• EXERCISE TASK A:
In the Karl Pilkington interview, what does he say is in every garden behind his house?
• EXERCISE TASK B:
Resume the Karl Pilkington interview from where it stops.

*** EXCERPT PROVIDED

Published on February 12th, 2014 | by admin
Karl Pilkington Interview … The Moaning of Life Part 2 (Karl on kids, criminals, Australia & coconut Crabs!)
On the flipside with the kids episode, you’ve seen a natural birth, has that changed your mind in having kids now that you can reflect on your experience?
Nah… I mean you know it was weird being in a room seeing it and I think part of my reaction was being there hours and hours and I was knackered and suddenly after hanging out for ages and in the space of 10 seconds there’s this new life there in front of me. Its’ like bloody hell this is mental. I mean it’s not for me having kids. I kind of think that I struggle looking after myself like how I told you I burnt the pizza.
If it was my responsibility, looking after little Billy or something, I would lose him. I mean we have a cat and I struggle making sure that it’s fed on time and letting in and letting it out and all that lot. I mean if it was a kid, you got to make sure he’s learning stuff and teach it everything. I mean the amount of stuff that kids are learning these days I wouldn’t have a clue! I’m not in any position to bring a life into the world I don’t think. I mean it’s kind of weird, I mean people do it and they’re rubbish at everything and yet their allowed to bring the life in and they’re left to get on with it.
I mean most of them get on with it, and it’s not a problem but I just think it’s a big deal and I feel it’s the biggest decision you got to make in your life that you’re going to have this thing that is there for the rest of your life and your responsible for it. It’s yours, you can’t send it back or say I’m not happy with it and shove it back in, it’s there… so it’s not for me that.
And it’s not as easy is it? I mean when I was a kid, my mum and dad would just let me out and I played out all day, whereas now you can’t do that anymore. I look out the back of my house here and every garden has just turned into a playground because no kids are allowed out on their bikes. Every garden has a trampoline in it which is great for criminals because if someone robbed my house they could jump out window, land on that and bounce away down the road.
It does my head in but that’s the sort of world we live in now, all kids are trapped in gardens and I wouldn’t like that when I was a kid. It’s like being a battery chicken or whatever they call them, sort of crammed and not free to roam about. Whereas when I was as a kid, I was out on my bike all day, nipped back for a butty and get back on my bike all day and I loved it. It was the best time of my life messing about on my bike. Every memory I’ve got as a kid is about my bike, whereas now what is it? Stuck in your bedroom learning algebra or something or a piano or harp because your mum and dad want to impress the neighbours.
I think that’s the world we live in now, it’s all impressing others rather than just letting kids develop themselves if you know what I mean? Mum and Dad didn’t really force me into anything, I just potted about and found interest in certain things, you know that was it. Whereas now, a lot of my mates its like are you coming out? They’re like no, I’m taking Raquel to ballet lessons and then on a Wednesday they do trumpet practice and all that. It’s not that the kids want to do it but the parents want to tell their mates that their kid got an A+ at learning Mandarin. That’s the world we’re in, it’s people doing stuff to gob off to others and show off to everyone else what they’re doing and not doing it for themselves but just show off. So yeah, it’s not for me.

******
*** DATA LINES

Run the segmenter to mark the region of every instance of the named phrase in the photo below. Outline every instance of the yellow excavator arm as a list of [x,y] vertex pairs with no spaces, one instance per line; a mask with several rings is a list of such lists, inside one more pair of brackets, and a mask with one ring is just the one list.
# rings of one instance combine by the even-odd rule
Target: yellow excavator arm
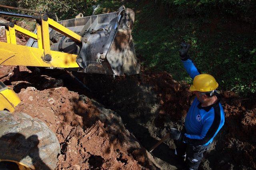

******

• EXERCISE ANSWER A:
A trampoline.

• EXERCISE ANSWER B:
Now that you wrapped up the first series of THE MOANING OF LIFE, hopefully more to come but have you ever thought about coming “down under” to do a series?
Uhm… I was supposed to come out when the program came out and I was like, if you pay for a ticket and a hotel, I’ll go down to promote it and go on telly and all that stuff. It didn’t happen because it was too expensive and that was that. I wasn’t gutted and kind of thought thank god for that because I didn’t want to be on a plane for 24 hours.
But because we haven’t got kids, the only responsibility is paying the bills and feeding the cat. Who knows if the cat gets hit by a bus, we could go to Australia for a bit, maybe live there for 6 months or something and see what’s it like and then come home. I suppose that’s the freedom we’ve got just to pack everything up here and travel about. I don’t know though, there’s no plan to but there’s lots of programs on the telly here about leaving the country and living in other places. There’s a bloke called Phil Spencer who does this sort of staying in this country or living down under and it always seems pretty good. It’s just some of the insects and the things you got there that’s a bit of a worry. You’re almost like part of the food chain down there aren’t you?
We most certainly are Karl!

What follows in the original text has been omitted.